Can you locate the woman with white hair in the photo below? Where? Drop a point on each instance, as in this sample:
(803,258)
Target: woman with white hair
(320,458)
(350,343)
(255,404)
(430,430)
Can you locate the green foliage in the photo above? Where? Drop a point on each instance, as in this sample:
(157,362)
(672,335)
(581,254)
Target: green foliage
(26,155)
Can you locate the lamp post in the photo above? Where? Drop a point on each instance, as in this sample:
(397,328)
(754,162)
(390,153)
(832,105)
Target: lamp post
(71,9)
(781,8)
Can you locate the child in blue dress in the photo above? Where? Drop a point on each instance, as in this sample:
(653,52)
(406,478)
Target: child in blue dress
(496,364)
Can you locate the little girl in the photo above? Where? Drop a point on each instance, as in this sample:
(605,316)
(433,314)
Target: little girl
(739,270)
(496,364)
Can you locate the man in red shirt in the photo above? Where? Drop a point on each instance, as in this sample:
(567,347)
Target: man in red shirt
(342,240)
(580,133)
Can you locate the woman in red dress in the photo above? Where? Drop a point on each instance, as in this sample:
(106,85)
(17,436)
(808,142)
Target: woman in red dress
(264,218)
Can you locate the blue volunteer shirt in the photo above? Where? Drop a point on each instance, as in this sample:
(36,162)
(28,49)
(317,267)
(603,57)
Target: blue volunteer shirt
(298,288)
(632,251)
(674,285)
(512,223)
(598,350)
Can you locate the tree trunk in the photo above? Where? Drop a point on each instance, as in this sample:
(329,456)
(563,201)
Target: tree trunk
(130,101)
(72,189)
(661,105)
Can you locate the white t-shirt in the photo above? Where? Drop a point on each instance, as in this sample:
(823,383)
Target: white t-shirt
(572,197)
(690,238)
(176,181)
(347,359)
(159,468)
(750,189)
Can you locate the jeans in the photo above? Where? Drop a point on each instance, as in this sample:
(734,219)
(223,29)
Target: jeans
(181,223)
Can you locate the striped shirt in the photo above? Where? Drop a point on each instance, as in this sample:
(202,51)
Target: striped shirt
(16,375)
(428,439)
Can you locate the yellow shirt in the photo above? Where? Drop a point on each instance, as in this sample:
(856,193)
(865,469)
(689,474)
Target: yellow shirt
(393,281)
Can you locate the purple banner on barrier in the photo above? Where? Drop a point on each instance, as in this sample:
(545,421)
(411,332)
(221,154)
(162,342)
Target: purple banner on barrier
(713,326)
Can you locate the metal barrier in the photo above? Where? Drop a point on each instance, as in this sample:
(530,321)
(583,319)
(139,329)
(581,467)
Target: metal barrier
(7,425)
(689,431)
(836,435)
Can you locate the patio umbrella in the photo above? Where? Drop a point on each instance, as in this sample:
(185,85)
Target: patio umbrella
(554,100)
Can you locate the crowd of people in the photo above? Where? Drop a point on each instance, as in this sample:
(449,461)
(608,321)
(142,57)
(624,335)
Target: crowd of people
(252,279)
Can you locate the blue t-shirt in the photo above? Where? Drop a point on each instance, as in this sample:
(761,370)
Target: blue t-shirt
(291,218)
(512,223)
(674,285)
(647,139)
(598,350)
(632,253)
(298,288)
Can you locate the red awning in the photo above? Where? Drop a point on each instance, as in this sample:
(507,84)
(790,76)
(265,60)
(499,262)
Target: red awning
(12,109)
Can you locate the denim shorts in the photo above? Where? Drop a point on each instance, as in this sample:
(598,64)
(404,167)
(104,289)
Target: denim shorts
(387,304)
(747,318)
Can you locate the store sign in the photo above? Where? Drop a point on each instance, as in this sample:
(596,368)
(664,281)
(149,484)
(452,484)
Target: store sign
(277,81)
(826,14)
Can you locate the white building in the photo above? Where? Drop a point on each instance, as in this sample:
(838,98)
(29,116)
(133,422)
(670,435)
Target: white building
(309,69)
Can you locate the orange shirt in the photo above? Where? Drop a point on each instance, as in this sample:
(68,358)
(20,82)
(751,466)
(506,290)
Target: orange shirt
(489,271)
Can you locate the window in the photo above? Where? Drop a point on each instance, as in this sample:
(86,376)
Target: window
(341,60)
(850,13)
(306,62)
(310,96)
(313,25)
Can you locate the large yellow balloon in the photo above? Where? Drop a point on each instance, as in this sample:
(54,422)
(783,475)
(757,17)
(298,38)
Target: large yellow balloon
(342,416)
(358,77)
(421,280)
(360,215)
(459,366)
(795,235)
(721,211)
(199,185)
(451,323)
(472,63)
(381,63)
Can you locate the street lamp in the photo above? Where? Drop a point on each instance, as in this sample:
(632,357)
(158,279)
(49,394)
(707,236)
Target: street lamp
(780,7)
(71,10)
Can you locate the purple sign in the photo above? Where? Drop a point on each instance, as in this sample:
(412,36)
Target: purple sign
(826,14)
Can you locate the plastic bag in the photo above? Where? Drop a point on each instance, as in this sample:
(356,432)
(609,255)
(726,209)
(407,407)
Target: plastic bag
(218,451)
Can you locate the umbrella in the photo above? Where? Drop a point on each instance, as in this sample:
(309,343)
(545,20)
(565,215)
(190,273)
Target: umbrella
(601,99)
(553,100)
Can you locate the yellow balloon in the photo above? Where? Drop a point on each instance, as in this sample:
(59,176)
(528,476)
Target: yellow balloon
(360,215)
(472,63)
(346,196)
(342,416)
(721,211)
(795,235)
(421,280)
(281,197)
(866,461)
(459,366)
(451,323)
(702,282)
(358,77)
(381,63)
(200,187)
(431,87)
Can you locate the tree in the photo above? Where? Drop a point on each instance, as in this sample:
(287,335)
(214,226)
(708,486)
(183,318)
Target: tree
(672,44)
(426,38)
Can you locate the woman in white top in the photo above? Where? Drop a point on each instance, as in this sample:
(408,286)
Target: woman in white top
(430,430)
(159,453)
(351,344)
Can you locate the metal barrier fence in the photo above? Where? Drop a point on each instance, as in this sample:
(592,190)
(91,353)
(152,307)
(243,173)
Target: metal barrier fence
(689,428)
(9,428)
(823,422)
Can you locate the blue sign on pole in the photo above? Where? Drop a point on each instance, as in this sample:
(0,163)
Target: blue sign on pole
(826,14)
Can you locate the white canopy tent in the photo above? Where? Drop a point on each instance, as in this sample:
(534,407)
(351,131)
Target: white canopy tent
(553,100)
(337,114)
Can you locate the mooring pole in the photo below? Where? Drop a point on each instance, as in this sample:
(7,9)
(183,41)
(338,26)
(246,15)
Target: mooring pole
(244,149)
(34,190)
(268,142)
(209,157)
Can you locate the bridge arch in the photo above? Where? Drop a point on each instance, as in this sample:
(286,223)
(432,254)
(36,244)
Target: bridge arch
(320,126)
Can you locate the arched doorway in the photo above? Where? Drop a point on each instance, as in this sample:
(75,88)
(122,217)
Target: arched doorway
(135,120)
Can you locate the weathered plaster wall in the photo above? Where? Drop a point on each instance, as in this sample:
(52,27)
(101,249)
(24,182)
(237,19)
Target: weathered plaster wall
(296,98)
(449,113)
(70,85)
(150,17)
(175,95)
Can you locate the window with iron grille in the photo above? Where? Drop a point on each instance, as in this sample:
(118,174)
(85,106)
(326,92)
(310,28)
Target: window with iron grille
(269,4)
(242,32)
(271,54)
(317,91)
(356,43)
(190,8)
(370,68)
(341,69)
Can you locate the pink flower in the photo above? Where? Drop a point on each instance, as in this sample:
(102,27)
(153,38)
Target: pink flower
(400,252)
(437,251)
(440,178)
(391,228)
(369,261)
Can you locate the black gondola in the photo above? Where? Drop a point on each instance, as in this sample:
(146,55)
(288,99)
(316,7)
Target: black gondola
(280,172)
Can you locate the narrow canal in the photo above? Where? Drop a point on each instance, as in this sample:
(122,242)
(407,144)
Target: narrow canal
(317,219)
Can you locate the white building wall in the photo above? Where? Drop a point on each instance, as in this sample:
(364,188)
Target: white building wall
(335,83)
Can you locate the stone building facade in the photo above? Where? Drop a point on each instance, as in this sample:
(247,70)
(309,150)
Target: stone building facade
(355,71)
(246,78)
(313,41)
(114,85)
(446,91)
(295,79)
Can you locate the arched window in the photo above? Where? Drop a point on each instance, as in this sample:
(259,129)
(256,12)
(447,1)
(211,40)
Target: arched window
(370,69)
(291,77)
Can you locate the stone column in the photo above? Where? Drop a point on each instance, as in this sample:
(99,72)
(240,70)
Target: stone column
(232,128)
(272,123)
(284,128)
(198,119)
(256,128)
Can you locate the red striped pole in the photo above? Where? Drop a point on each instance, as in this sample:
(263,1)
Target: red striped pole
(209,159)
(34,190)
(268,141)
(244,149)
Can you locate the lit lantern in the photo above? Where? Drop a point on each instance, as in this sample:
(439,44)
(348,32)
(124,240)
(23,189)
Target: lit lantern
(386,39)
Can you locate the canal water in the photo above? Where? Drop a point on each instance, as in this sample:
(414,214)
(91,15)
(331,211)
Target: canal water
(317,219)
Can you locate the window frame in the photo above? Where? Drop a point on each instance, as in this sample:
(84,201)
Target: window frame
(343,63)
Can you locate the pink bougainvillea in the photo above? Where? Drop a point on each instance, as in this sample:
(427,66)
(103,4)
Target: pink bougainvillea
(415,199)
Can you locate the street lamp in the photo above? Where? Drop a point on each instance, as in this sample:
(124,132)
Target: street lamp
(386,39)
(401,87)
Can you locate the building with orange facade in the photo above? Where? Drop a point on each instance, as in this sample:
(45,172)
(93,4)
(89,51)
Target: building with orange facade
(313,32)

* _What is needed_: Leave out every line before the one containing "Can you locate the red striped"; set down that line and all remaining lines of the material exactly.

* _Answer to the task_:
Can you locate the red striped pole in the photo above? Where? Drop a point on each instance, as in this sample:
(263,1)
Target: red striped pole
(209,159)
(34,190)
(268,141)
(244,149)
Can you locate the lit lantern in the photo above? Where? Drop a point on each instance, as in this sample:
(439,44)
(348,32)
(124,240)
(23,189)
Target: lit lantern
(386,39)
Can you locate the canal water in the photo above? Where? Drop a point on each instance, as in this sample:
(414,214)
(91,15)
(331,211)
Target: canal water
(317,219)
Can you locate the window frame in the photo above? Where? Drop a point on each instance, as in this sample:
(84,201)
Target: window frame
(343,63)
Can you locate the pink bougainvillea in the photo above? Where? Drop a point on each instance, as in this sample:
(427,66)
(103,4)
Target: pink bougainvillea
(415,199)
Can you locate the street lamp in the photo above? Where? Drop a point on each instance, as in this sample:
(124,132)
Target: street lamp
(386,39)
(401,87)
Can you locate the building with orange facade in the photo above? Where? Drop a point on each instance, as in this sample:
(45,172)
(93,4)
(89,51)
Target: building with orange facade
(313,32)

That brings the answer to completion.